* Required task:
From the passage below on two F# solutions, pull out everything from "Once we have" down to "time and space." word for word.

* Document extract:
.....

After a quick discussion we ended up with 2 solutions, and naturally I had to code them up in F#
Solution 1
This is the same approach to the one you saw in the O(n) solution I posted the other day for the Multiply Others problem.
Here, we’ll create two temporary arrays – one that’s the running sum from the front, and the other the running sum from the rear, both are O(n) operations.
Once we have both, we can return all the indices where the front and rear arrays are equal.
(the questions usually only ask for one, but it’s nice to see all of them :-P)
This is a O(n) solution in both time and space.
Solution 2
A more space efficient, O(1), solution is to:
- do one pass to sum the array (as the sum to the right)

.....

* Data provided:
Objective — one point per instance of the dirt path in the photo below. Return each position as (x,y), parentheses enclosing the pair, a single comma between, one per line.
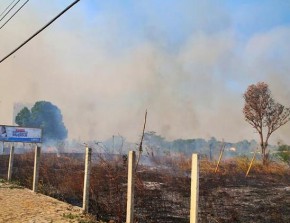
(19,205)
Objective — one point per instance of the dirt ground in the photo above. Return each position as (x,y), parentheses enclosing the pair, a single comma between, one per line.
(22,205)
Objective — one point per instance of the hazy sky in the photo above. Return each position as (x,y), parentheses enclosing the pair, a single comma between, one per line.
(188,62)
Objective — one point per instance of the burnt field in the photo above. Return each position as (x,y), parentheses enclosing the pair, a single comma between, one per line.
(162,192)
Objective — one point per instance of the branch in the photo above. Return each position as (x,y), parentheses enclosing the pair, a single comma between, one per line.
(141,142)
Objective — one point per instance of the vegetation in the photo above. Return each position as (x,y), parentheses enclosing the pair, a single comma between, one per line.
(264,114)
(162,189)
(284,154)
(44,115)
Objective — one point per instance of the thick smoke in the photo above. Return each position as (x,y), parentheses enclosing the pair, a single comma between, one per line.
(103,70)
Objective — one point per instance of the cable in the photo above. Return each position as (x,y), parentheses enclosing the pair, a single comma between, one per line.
(14,14)
(9,10)
(44,27)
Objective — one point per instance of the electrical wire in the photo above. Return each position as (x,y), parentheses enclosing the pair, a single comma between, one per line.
(14,13)
(9,10)
(39,31)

.....

* Response to the task:
Once we have both, we can return all the indices where the front and rear arrays are equal.
(the questions usually only ask for one, but it’s nice to see all of them :-P)
This is a O(n) solution in both time and space.